■ **TASK TO COMPLETE**
The answer must be every line from the entries below that includes "tower".

Start of EXERCISE INPUT

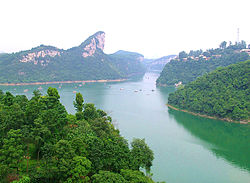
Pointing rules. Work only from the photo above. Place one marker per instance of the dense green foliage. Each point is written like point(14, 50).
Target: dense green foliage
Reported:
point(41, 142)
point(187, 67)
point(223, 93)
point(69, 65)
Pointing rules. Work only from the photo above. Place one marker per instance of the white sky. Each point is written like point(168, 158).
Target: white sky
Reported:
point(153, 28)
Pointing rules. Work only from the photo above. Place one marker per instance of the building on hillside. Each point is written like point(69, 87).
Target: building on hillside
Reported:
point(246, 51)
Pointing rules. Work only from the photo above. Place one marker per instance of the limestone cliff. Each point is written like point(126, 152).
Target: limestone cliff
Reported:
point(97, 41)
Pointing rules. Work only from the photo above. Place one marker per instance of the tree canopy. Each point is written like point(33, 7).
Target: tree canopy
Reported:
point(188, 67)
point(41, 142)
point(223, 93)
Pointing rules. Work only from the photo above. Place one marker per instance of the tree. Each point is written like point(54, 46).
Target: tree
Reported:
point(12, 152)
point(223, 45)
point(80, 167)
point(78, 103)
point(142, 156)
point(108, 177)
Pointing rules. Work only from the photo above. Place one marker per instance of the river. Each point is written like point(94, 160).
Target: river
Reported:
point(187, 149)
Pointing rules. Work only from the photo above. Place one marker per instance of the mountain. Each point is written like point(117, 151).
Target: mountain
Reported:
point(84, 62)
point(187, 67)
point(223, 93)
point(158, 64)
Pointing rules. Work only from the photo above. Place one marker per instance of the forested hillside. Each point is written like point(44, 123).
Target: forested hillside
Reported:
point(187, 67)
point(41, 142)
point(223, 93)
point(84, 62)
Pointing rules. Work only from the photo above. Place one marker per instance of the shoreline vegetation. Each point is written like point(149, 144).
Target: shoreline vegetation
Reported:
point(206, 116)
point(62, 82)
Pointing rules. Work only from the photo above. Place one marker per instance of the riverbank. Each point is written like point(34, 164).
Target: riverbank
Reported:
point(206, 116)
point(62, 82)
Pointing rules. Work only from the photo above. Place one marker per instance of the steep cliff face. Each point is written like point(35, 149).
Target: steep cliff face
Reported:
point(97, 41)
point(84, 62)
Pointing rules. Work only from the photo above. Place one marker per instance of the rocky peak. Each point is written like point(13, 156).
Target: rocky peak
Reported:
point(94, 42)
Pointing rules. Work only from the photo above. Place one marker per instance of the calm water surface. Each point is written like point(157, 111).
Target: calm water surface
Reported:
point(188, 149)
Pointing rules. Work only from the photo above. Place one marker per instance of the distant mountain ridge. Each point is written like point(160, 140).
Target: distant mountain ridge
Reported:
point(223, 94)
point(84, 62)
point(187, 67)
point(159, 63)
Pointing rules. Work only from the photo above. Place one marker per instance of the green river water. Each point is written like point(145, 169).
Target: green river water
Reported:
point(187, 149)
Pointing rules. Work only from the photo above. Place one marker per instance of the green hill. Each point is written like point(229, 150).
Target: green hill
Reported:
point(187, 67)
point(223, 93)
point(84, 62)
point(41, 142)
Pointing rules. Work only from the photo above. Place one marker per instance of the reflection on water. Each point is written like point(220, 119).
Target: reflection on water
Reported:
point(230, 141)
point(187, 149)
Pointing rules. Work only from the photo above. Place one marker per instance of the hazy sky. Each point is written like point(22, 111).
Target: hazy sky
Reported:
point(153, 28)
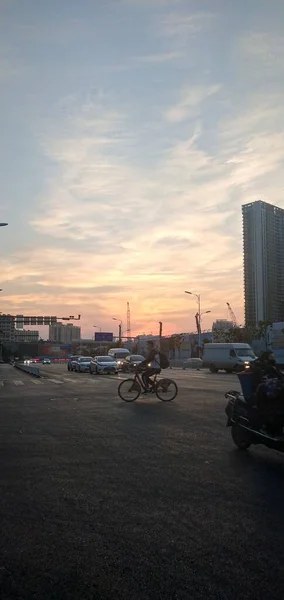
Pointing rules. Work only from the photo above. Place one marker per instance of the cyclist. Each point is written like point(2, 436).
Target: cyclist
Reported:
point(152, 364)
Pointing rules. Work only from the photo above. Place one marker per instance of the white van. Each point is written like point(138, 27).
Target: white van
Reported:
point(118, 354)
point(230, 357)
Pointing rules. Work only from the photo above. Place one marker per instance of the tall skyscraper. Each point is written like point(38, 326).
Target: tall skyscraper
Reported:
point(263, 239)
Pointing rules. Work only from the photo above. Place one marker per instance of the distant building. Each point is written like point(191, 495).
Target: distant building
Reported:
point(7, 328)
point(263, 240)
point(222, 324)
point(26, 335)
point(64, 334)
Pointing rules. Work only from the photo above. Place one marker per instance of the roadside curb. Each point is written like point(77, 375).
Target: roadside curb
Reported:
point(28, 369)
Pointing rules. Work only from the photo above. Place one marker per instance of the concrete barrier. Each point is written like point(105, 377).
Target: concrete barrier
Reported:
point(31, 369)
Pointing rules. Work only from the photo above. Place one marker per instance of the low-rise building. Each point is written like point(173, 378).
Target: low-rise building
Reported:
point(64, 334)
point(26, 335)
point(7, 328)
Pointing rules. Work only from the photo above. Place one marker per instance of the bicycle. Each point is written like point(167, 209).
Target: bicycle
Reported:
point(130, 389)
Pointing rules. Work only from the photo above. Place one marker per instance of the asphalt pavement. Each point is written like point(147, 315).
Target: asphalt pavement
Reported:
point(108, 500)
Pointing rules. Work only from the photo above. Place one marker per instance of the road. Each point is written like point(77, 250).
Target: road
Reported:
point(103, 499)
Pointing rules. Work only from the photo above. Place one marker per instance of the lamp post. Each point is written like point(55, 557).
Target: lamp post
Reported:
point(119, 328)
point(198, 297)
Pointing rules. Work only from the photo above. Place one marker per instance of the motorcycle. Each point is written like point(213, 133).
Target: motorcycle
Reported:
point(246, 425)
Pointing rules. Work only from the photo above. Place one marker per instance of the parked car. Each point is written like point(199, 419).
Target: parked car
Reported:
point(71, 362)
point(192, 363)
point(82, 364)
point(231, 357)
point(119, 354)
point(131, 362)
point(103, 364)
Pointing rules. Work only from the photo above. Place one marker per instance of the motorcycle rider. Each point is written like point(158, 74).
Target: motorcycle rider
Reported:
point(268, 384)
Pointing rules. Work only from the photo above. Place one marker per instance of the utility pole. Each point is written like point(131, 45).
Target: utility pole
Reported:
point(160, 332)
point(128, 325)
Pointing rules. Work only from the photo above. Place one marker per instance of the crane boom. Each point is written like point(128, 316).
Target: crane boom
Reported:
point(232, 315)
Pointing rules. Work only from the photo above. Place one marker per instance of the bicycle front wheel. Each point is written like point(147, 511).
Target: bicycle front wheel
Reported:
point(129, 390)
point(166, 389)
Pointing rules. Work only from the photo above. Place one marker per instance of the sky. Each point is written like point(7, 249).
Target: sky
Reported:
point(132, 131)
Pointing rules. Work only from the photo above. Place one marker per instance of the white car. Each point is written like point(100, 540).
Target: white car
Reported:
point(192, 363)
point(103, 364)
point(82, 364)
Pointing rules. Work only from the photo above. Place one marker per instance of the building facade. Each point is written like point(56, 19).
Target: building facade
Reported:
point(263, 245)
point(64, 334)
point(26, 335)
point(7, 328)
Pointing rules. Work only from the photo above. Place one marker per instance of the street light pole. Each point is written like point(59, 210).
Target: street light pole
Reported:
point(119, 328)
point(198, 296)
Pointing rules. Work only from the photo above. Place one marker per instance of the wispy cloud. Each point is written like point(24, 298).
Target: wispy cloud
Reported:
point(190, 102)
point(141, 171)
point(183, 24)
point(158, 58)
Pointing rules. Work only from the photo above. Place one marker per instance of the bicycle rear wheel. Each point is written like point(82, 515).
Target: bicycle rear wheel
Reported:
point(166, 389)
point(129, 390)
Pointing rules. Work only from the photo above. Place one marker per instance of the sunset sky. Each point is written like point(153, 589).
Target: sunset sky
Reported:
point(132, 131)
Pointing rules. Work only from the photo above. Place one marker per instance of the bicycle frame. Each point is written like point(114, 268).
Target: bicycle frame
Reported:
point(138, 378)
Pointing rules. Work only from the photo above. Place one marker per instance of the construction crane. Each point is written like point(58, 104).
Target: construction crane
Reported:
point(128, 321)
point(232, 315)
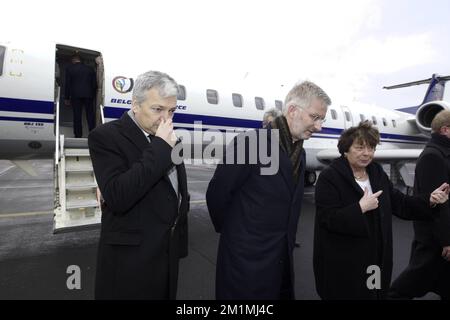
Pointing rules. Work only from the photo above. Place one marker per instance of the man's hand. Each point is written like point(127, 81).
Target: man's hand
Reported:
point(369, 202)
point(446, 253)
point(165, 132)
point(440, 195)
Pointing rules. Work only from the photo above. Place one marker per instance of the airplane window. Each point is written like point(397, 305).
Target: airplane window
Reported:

End of EXERCISE INPUT
Start of EXERCISE INPUT

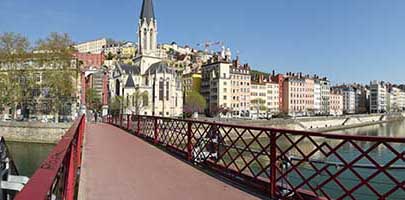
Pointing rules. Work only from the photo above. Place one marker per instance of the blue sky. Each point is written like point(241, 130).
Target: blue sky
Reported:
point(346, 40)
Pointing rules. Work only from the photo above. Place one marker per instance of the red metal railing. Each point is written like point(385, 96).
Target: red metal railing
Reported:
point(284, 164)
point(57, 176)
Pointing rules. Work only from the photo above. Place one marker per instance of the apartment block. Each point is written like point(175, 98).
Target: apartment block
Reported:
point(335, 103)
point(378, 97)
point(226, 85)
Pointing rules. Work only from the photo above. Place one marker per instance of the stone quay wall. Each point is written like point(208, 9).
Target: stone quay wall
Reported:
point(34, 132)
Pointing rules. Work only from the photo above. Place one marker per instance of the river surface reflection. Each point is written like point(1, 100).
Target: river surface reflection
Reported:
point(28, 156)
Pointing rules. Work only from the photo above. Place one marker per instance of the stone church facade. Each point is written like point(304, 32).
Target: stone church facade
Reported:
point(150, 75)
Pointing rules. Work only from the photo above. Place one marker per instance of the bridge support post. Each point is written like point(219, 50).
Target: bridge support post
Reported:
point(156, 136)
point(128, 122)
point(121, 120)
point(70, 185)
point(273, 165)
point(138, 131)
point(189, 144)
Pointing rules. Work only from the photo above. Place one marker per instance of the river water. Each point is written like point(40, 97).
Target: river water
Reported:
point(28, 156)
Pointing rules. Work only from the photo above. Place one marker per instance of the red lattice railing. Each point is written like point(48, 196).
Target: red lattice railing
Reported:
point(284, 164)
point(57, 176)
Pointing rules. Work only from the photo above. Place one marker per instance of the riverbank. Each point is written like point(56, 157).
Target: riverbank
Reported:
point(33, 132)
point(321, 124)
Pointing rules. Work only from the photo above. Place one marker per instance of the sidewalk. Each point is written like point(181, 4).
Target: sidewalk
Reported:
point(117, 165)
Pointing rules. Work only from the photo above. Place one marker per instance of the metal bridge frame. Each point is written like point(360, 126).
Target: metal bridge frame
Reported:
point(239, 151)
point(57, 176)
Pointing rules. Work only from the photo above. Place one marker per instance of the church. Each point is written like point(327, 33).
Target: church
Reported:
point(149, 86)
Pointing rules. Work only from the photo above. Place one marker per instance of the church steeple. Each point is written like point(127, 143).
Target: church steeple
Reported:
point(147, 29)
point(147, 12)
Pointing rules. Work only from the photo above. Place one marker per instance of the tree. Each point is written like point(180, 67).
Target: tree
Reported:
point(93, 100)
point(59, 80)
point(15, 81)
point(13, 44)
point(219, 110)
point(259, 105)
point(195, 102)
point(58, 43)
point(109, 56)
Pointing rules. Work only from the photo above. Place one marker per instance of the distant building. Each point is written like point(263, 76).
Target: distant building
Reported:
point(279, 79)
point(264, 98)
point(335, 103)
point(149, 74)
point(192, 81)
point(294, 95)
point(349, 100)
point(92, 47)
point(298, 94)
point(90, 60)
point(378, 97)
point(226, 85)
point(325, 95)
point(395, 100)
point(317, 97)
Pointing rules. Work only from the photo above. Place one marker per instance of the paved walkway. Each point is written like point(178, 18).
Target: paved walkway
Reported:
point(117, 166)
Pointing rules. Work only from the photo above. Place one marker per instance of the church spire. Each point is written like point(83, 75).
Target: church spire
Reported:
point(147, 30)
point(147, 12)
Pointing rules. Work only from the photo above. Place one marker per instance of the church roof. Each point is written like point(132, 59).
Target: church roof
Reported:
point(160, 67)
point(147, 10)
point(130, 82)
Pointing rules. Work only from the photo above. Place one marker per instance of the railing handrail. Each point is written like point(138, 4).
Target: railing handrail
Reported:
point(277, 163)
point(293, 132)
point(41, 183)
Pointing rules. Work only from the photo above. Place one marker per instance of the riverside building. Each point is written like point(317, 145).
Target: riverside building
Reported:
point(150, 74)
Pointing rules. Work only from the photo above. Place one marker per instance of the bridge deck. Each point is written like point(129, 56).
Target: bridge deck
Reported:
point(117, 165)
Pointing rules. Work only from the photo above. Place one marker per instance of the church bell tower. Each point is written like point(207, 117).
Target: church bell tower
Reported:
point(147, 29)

End of EXERCISE INPUT

■ **WORKED SOLUTION**
Pointing rules. Work only from the photo above. Place one marker per instance of the church bell tower. Each point is written like point(207, 117).
Target: church bell tower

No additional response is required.